Your instructions => Write out every record below exactly, leaving the pictures out.

== Supplied entries

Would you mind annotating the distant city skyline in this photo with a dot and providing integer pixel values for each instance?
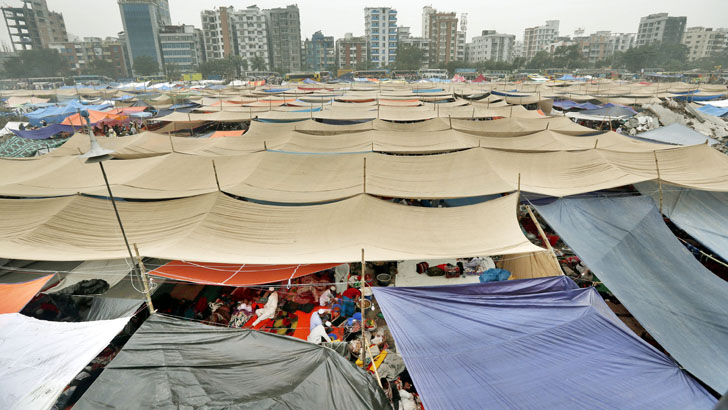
(101, 18)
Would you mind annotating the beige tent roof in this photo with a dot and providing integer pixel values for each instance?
(530, 265)
(309, 178)
(217, 228)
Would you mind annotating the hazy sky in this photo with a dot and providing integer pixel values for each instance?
(100, 18)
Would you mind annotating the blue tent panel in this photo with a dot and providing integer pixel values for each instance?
(702, 214)
(529, 344)
(679, 302)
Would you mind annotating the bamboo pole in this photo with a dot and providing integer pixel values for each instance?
(365, 342)
(659, 179)
(143, 272)
(543, 237)
(217, 181)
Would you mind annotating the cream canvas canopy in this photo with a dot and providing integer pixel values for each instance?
(309, 178)
(217, 228)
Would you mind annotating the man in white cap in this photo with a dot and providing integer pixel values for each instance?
(328, 296)
(317, 333)
(316, 319)
(268, 311)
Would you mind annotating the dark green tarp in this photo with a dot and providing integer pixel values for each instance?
(173, 363)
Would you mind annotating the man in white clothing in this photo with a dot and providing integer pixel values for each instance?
(269, 309)
(317, 333)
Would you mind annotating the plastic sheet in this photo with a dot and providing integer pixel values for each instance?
(175, 363)
(679, 302)
(529, 344)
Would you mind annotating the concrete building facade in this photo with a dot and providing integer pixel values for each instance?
(538, 38)
(704, 42)
(182, 47)
(351, 52)
(33, 26)
(660, 28)
(491, 46)
(143, 20)
(320, 52)
(380, 29)
(284, 38)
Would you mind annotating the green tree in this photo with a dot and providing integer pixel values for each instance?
(101, 67)
(36, 63)
(408, 57)
(145, 65)
(257, 63)
(172, 72)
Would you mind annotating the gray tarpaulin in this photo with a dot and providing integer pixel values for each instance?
(701, 214)
(679, 302)
(103, 308)
(172, 363)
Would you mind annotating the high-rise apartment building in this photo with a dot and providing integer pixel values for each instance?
(442, 31)
(182, 47)
(218, 31)
(405, 38)
(320, 54)
(143, 20)
(81, 56)
(34, 26)
(661, 28)
(538, 38)
(380, 29)
(351, 52)
(704, 42)
(284, 38)
(491, 46)
(250, 36)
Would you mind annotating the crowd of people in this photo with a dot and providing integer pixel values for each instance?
(119, 130)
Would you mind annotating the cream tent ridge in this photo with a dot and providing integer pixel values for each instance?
(218, 228)
(310, 178)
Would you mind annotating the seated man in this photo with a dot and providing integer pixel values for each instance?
(317, 333)
(349, 298)
(268, 310)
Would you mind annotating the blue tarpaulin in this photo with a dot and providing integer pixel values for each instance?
(43, 133)
(713, 110)
(675, 134)
(529, 344)
(57, 114)
(677, 300)
(702, 214)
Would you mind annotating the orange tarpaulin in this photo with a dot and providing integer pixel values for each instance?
(14, 296)
(235, 275)
(94, 117)
(231, 133)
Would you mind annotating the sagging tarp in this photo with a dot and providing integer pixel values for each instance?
(701, 214)
(235, 275)
(45, 132)
(310, 178)
(112, 271)
(14, 296)
(679, 302)
(676, 134)
(529, 344)
(175, 363)
(105, 308)
(38, 358)
(218, 228)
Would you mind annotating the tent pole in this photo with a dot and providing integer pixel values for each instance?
(659, 180)
(145, 280)
(544, 238)
(217, 181)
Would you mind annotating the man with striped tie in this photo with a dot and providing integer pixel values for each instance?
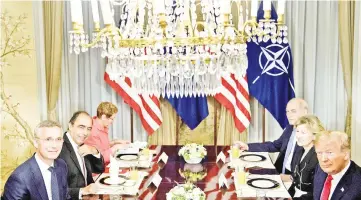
(43, 176)
(286, 144)
(82, 159)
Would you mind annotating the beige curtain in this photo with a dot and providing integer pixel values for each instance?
(166, 134)
(53, 31)
(227, 132)
(346, 34)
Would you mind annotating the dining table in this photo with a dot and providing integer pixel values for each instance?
(171, 174)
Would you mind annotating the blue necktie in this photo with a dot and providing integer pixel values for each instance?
(288, 151)
(54, 185)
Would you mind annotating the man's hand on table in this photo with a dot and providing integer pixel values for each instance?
(90, 189)
(286, 177)
(86, 149)
(243, 146)
(118, 141)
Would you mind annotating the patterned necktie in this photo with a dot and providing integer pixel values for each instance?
(54, 185)
(288, 151)
(326, 188)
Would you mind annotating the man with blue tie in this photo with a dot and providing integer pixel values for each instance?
(43, 176)
(286, 144)
(336, 177)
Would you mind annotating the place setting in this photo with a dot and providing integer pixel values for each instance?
(118, 182)
(137, 152)
(253, 185)
(253, 160)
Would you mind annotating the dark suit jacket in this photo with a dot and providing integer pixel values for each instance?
(279, 145)
(26, 182)
(304, 172)
(349, 187)
(75, 176)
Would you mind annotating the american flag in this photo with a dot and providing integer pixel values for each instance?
(234, 95)
(146, 106)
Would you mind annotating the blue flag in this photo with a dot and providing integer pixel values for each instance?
(192, 110)
(270, 74)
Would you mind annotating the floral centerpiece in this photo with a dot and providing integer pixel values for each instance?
(193, 172)
(193, 153)
(186, 191)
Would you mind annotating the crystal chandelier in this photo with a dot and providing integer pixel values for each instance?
(165, 48)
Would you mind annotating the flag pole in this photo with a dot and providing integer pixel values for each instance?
(215, 121)
(177, 131)
(264, 125)
(131, 126)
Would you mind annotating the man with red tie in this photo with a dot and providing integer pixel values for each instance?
(336, 177)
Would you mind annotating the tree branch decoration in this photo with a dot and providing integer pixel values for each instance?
(14, 43)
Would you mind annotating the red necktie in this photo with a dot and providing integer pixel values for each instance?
(326, 188)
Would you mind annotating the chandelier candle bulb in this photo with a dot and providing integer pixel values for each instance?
(186, 11)
(95, 11)
(226, 7)
(158, 7)
(105, 6)
(266, 5)
(76, 12)
(174, 51)
(281, 7)
(254, 8)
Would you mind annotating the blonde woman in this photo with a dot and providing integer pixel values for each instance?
(99, 138)
(305, 161)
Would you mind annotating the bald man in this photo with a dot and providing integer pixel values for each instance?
(286, 144)
(336, 177)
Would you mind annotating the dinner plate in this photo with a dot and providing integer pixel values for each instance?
(107, 181)
(263, 183)
(128, 157)
(129, 183)
(252, 158)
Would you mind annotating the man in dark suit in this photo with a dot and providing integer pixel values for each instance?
(336, 177)
(286, 144)
(43, 176)
(82, 159)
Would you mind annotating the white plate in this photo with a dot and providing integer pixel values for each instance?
(112, 182)
(252, 158)
(263, 183)
(128, 157)
(129, 183)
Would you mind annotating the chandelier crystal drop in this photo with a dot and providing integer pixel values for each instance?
(172, 47)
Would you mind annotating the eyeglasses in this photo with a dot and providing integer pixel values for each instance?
(58, 140)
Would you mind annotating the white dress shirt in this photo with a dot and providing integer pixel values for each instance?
(289, 159)
(44, 168)
(80, 160)
(337, 177)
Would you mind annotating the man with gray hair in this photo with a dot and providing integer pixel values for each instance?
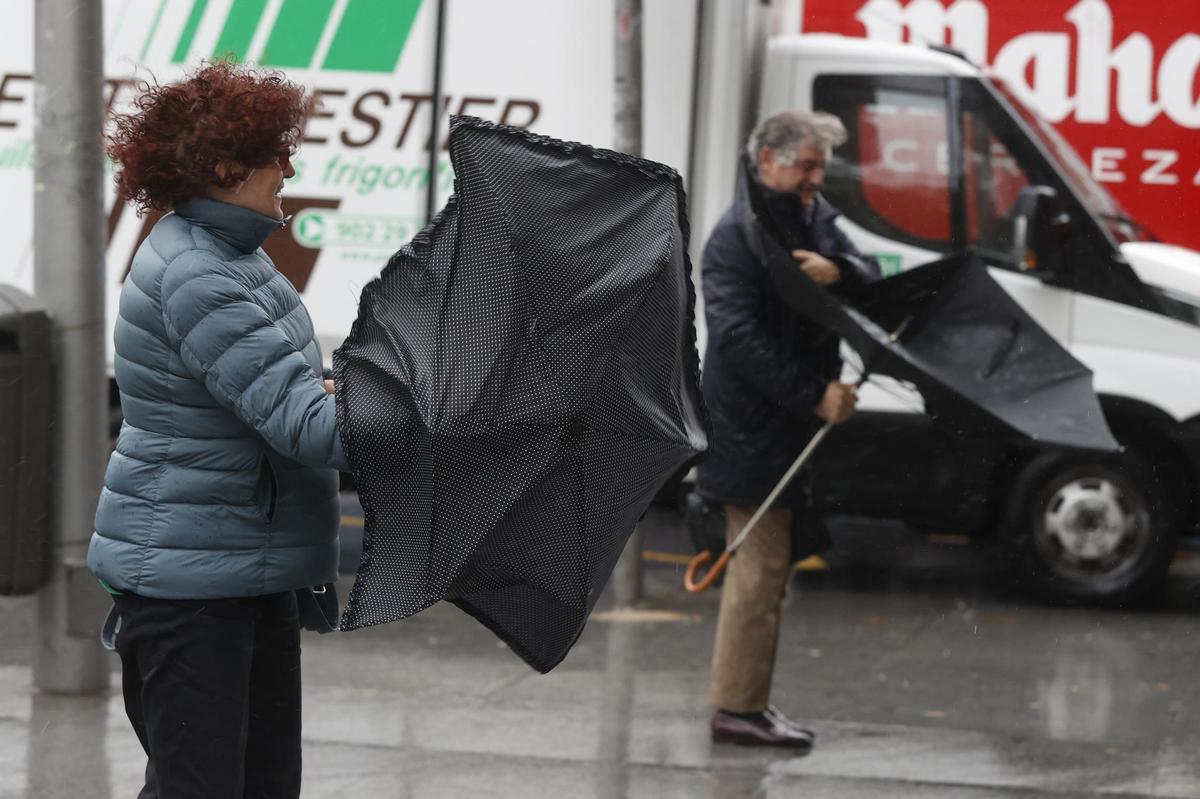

====

Result of this exercise =>
Would you mind annotating the distant city skyline in this photo with a dot and providing integer pixel values for each instance?
(101, 18)
Would you mind annotating the beige tent roof in this photo with a dot and providing integer pixel values for each instance?
(530, 265)
(309, 178)
(217, 228)
Would you mind annotating the hazy sky in this photo with a dot and providing integer pixel values for each instance?
(100, 18)
Would you mind annotating the blue tent panel in this photo with a dot and providing integer pixel values for each instance?
(702, 214)
(529, 344)
(679, 302)
Would you mind annotating the bamboo pole in this photo with a dot and providing integer pixel values for each instance?
(365, 342)
(659, 179)
(143, 272)
(543, 237)
(217, 181)
Would you mind annotating the cream canvas canopy in this photo with a dot and providing integer pixel values for each instance?
(309, 178)
(217, 228)
Would you mind annotating the man in white cap in this photo with a dot and providing integer pixel values for each instance?
(328, 296)
(317, 333)
(316, 319)
(268, 311)
Would you mind annotating the dark green tarp in this photo with a dot and providing integer pixel values for each instance?
(173, 363)
Would you mind annotating the man in white clothing in this photo with a dot and providing integer pixel values for each instance?
(269, 309)
(317, 333)
Would you mind annotating the plastic sheet in this photo with a dot and providing integer pixel values for each instance?
(175, 363)
(679, 302)
(529, 344)
Would you mind annotating the concrete building facade in this photo with a dot and providing integer pixel values for each instance?
(538, 38)
(704, 42)
(182, 47)
(351, 52)
(33, 26)
(660, 28)
(491, 46)
(143, 20)
(320, 52)
(380, 29)
(284, 38)
Would you mind annotating the green tree in this photo with a dot and providing integer pixel values for each instance?
(101, 67)
(36, 63)
(408, 57)
(145, 65)
(257, 63)
(172, 72)
Would you mind annotating the gray tarpaulin in this photo with a dot and providing integer pixel values for each instance?
(701, 214)
(679, 302)
(103, 308)
(172, 363)
Would you mind annotating the high-rise apartment building in this photo with a dot and providing integer pixel values for each instance?
(442, 31)
(182, 47)
(218, 31)
(405, 38)
(320, 54)
(143, 20)
(81, 56)
(34, 26)
(661, 28)
(538, 38)
(380, 29)
(351, 52)
(704, 42)
(284, 38)
(491, 46)
(250, 36)
Would you mind annotating the crowd of people in this photo with a dot and providing integer pixel values for each instance?
(119, 130)
Would you mind annotating the cream tent ridge in this photo with a dot and providing integer pixel values for each instance?
(218, 228)
(310, 178)
Would you mind annotating the seated man in this photo with a dot and providing integer pixel values for each instance?
(317, 333)
(349, 298)
(268, 310)
Would you mind annotating the blue tarpaulin in this photo with a dot and providing integer pixel values for each instance?
(43, 133)
(713, 110)
(675, 134)
(529, 344)
(57, 114)
(677, 300)
(702, 214)
Would you mind annotating the orange tarpaulin in this photo with a dot and providing integer pixel values for each instance?
(14, 296)
(235, 275)
(94, 117)
(231, 133)
Would you mind annotating the sagging tarp in this photo with a dot and providing integer pixel values for each instance?
(701, 214)
(235, 275)
(45, 132)
(310, 178)
(112, 271)
(14, 296)
(679, 302)
(676, 134)
(529, 344)
(175, 363)
(105, 308)
(38, 358)
(218, 228)
Would you mind annotating the tent pole in this photo with a dot and providing integer pixel values for each instance?
(659, 180)
(145, 280)
(544, 238)
(217, 181)
Would you mind annotating the man with striped tie in this photo with a dot and providing integer pixel values for each instance?
(43, 176)
(286, 144)
(82, 159)
Would you mind annotating the beige curtain in this photo with a dot and providing integer pixel values for each instance?
(166, 134)
(53, 31)
(227, 132)
(346, 34)
Would you mind annotating the dining table in this photo with a dot and providing integer pixel values for each instance?
(171, 174)
Would you mind annotating the blue necktie in this photo with a dot and providing integer pixel values for each instance?
(288, 151)
(54, 185)
Would you mind annotating the man's hand on table in this photo with a dot and providing integer pixel values for each instance?
(90, 189)
(286, 177)
(86, 149)
(243, 146)
(118, 141)
Would you mind annotating the patterned necktie in this photo with a dot and providing integer pixel values for each instance?
(54, 185)
(288, 151)
(326, 188)
Would you mind annotating the man with blue tie in this photo with a dot and providing integer pixel values for each instance?
(43, 176)
(286, 144)
(336, 177)
Would you mind annotating the place setting in this photo with a dot and providing integer pixel values for each instance?
(118, 182)
(137, 152)
(253, 185)
(253, 160)
Would you mind annotating the dark suit jacket in this photo with a dot and providing integer pixel values for each instance?
(279, 145)
(26, 182)
(304, 172)
(349, 187)
(75, 176)
Would you mind annotating the american flag in this photo with a dot and providing integer pixel values for each instance?
(234, 95)
(146, 106)
Would you mind annotating the blue flag in this photo with a dot and providing integer pixel values for each instance?
(192, 110)
(270, 74)
Would you mind annotating the floral centerpiece in this photo with a dot and providing integer pixel values for each instance?
(193, 172)
(193, 153)
(186, 191)
Would you mind annotating the crystal chandelier in this photo with a dot and providing integer pixel values for each instance?
(165, 48)
Would you mind annotating the flag pole in this photo with a dot and providing integer pixel values for each instance?
(215, 121)
(177, 131)
(264, 125)
(131, 126)
Would you mind annotating the man with red tie in this photo with a dot and providing integer pixel values for each instance?
(336, 177)
Would you mind annotating the tree branch decoration in this photo with a dot and providing integer pixel values for each instance?
(14, 43)
Would you mind annotating the red necktie in this photo with a dot and providing integer pixel values for each instance?
(326, 188)
Would you mind annotating the chandelier candle bulb in this photo with a dot and providing integer pixel values for each instance?
(186, 11)
(95, 11)
(226, 7)
(158, 7)
(105, 6)
(266, 5)
(76, 12)
(174, 51)
(281, 7)
(254, 8)
Would you mind annotating the blonde woman in this photo with a dot and providing integer pixel values for each instance?
(99, 138)
(305, 161)
Would you mind annotating the bald man in this photo with a dot and providing integer pixel values for each instance?
(286, 144)
(336, 177)
Would you mind annotating the dinner plate in this photo with a dot and providing integer pixel values for each instance?
(107, 181)
(263, 183)
(128, 157)
(129, 183)
(252, 158)
Would you mind annotating the man in dark suit in this photo with a dot and providing integer pixel values for each instance?
(336, 177)
(286, 144)
(43, 176)
(82, 159)
Would you mind annotating the white plate in this photo with a dot and providing integer pixel values for each instance?
(112, 182)
(252, 158)
(263, 183)
(128, 157)
(129, 183)
Would you mind annotating the chandelier crystal drop in this photo with a dot and providing integer pixel values for each instance?
(172, 47)
Would you mind annotating the eyeglasses in this photo with a dot and providing integer pixel values for each instance?
(58, 140)
Would you mind annotating the white dress shirt in this photo with a dot and providing integer pixel values for each instance?
(289, 159)
(44, 168)
(80, 160)
(337, 177)
Would you mind annotating the man with gray hair in this photo with a dot and providing integer pixel values for each instance?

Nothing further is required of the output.